**THE TASK**: Copy out the items from the line containing "Mark one point per instance of the sea." through the end of the records, requests included, and shift every coordinate in the answer points up by 31.

>> Start INFORMATION SUPPLIED

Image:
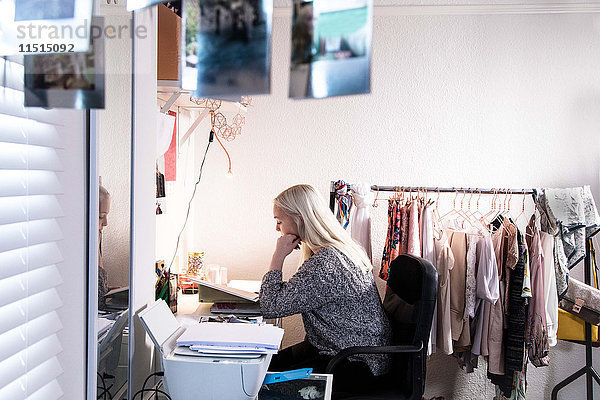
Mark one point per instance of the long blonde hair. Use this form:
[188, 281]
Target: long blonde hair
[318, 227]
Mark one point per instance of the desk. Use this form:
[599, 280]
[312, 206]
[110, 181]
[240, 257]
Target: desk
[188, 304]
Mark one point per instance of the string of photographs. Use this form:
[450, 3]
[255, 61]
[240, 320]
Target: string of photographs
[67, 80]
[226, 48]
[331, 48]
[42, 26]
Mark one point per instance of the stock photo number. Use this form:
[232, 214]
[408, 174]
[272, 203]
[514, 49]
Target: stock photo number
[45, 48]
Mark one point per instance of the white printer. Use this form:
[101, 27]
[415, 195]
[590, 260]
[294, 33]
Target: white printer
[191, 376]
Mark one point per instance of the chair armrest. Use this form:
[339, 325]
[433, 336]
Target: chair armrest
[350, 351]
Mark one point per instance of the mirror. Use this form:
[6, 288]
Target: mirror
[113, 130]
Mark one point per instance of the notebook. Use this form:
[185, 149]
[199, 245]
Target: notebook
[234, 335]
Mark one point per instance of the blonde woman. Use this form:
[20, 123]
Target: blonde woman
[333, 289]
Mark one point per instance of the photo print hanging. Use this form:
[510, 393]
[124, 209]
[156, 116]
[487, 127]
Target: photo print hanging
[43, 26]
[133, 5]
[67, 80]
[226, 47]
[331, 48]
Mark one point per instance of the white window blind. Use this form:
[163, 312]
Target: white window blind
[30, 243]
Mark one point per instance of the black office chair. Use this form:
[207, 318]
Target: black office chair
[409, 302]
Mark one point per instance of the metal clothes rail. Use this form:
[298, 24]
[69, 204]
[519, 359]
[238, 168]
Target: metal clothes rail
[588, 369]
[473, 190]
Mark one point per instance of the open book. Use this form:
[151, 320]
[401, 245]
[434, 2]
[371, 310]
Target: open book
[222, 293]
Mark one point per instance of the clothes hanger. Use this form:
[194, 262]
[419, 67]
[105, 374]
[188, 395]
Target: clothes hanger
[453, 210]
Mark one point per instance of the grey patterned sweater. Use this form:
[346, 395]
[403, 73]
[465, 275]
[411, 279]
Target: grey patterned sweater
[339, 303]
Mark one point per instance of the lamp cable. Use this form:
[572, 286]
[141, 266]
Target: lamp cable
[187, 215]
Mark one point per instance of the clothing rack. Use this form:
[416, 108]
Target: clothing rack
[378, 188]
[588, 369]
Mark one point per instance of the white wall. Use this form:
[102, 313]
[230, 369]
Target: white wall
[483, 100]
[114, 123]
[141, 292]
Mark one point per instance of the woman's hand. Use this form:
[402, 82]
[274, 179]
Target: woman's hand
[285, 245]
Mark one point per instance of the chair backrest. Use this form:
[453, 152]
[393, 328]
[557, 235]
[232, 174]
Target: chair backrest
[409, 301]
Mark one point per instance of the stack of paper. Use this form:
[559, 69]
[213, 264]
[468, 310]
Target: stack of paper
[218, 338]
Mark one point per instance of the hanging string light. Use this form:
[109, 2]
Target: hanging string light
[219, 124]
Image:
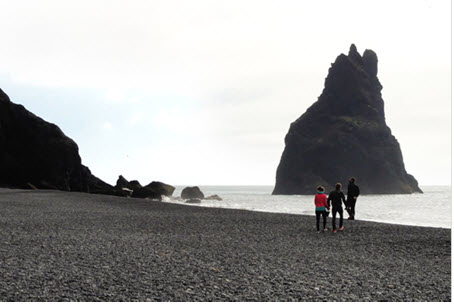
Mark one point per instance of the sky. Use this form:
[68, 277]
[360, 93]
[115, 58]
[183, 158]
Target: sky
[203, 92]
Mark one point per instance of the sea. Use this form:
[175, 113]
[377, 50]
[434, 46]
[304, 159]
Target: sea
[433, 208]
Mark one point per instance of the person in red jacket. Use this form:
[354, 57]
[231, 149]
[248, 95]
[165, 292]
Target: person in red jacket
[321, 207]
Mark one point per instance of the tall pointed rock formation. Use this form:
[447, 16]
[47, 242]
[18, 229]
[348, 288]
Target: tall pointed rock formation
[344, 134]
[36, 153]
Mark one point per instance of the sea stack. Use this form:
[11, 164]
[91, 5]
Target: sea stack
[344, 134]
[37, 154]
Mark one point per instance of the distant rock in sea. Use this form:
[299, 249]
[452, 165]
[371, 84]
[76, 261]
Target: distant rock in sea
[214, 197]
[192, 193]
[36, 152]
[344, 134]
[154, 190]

>> End INFORMATION SUPPLIED

**SOLUTION TO THIS EXERCISE**:
Mark one point per instance of the sea. Use this form:
[175, 113]
[377, 50]
[434, 46]
[304, 159]
Target: sea
[464, 239]
Mark one point per instance of the person in red jacket. Use this form:
[354, 57]
[231, 149]
[248, 95]
[165, 292]
Target: person in red jacket
[352, 238]
Mark one point per instance of the tall pointed rock formation. Use this form:
[447, 16]
[47, 242]
[18, 229]
[348, 288]
Target: tall pointed rock formation
[375, 165]
[67, 184]
Mark one point per instance of the sea stack. Use this form:
[11, 164]
[91, 5]
Target: sea stack
[375, 165]
[68, 185]
Mark one point per instance of the distant rock in sea. Use this form:
[299, 249]
[452, 165]
[371, 84]
[76, 261]
Target: distant rock in sea
[245, 228]
[223, 224]
[67, 183]
[375, 165]
[185, 221]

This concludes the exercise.